[Source excerpt]:
* begin *

After reading this post, you will know everything there is to know about crawl budget, have a hit list of tasks to start optimising your budget and be well on the way to improving your crawl rate. Let’s start with the burning question . . .
What is a crawl budget?
Your Crawl Budget is the exact number of times a search engine like Google or Bing crawls your website in a specific time period. For example, if Googlebot crawls your website 50 times a day, we can extrapolate this to give a monthly budget of roughly 1500. The best place to get started when determining your monthly crawl budget is to use Google Search Console and Bing Webmaster Tools.
Search engines use web crawler bots (known as spiders) to look at every single web page on the internet, collect information and then add them to their search engine index. In addition to deciphering the information on the page, the bots also look at a site’s internal and external links to help get a better understanding of the web pages.
The two most common bots are Googlebot and Bingbot.
Why do you need to optimise your crawl budget?

* end *

[Recorded data]:
* begin *

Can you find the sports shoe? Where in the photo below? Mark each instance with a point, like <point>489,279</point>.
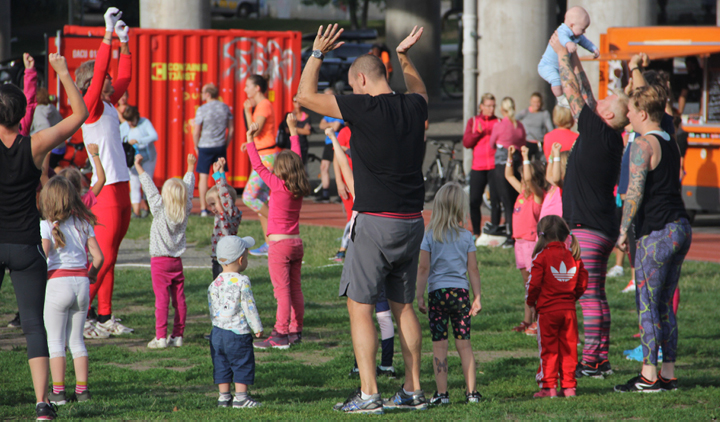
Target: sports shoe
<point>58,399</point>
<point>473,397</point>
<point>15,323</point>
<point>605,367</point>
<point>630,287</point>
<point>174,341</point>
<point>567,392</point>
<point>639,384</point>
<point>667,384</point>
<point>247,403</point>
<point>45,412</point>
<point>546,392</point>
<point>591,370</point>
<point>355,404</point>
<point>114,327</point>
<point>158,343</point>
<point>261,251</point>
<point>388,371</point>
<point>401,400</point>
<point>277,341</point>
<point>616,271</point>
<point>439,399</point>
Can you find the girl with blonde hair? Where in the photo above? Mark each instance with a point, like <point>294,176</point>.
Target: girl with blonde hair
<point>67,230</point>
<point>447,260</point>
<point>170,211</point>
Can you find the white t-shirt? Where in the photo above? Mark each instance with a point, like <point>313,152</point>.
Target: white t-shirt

* end *

[What is asked]:
[A] Duplicate every entry above, from the one about the sports shoe through the one about the white t-shirt, line for line, and leave the pictures out.
[B] Write the next part of the crawl budget article, picking up after its final line.

[The replies]:
[A]
Can you find the sports shoe? Where in the photo below? Mark each instance with a point, like <point>489,279</point>.
Target: sports shoe
<point>58,399</point>
<point>473,397</point>
<point>15,323</point>
<point>605,367</point>
<point>630,287</point>
<point>174,341</point>
<point>567,392</point>
<point>639,384</point>
<point>667,384</point>
<point>247,403</point>
<point>45,412</point>
<point>546,392</point>
<point>591,370</point>
<point>355,404</point>
<point>114,327</point>
<point>158,343</point>
<point>261,251</point>
<point>388,371</point>
<point>401,400</point>
<point>277,341</point>
<point>616,271</point>
<point>439,399</point>
Can you find the girl with blonde hair? Where in the photo above? Mark each instance with a point, like <point>294,176</point>.
Target: girl with blonde hair
<point>67,230</point>
<point>447,260</point>
<point>170,211</point>
Can you find the white t-shirt? Where in the photo above? Mark each instance with a point, like <point>313,152</point>.
Target: white t-shirt

[B]
How often have you set up a website in webmaster tools, submitted it for crawling and then forgotten about it? This practice is very risky – you are essentially telling search engines to make sense of your pages while assuming that all pages will be treated equally and your best content will be indexed. In reality, you may see certain pages not getting indexed and crawlers may not reach your best content, or may limit visibility in search engine results for your target keywords.
Optimising your crawl budget allows you to take control of which pages search engines index, direct search engine bots to your most valuable pages, and make sure your budget stretches as far as possible.
How do you find your crawl budget?
Let’s use Google Search Console as an example. Head to Crawl > Crawl Stats to find your Pages crawled per day figure as highlighted in red below:
Once you have this figure, times it by 30 and you have your monthly crawl budget.
It is important to remember that optimising your crawl budget is not strictly the same as SEO. This practice is designed to make your pages more visible to search engines, which will ultimately impact your search engine rankings; however it is designed solely for bots – not humans.
So, now you know what your crawl budget is – let’s look at 15 ways we can optimise your budget to make your site as crawlable as possible for search engine spiders.
1. Set up Google Search Console & Bing Webmaster Tools
First of all, let’s look at how these two tools are defined:
Google Search Console – “A free service offered by Google that helps you monitor and maintain your site’s presence in Google Search results”
Bing Webmaster Tools – “A free service as part of Microsoft’s Bing search engine which allows webmasters to add their websites to the Bing index crawler”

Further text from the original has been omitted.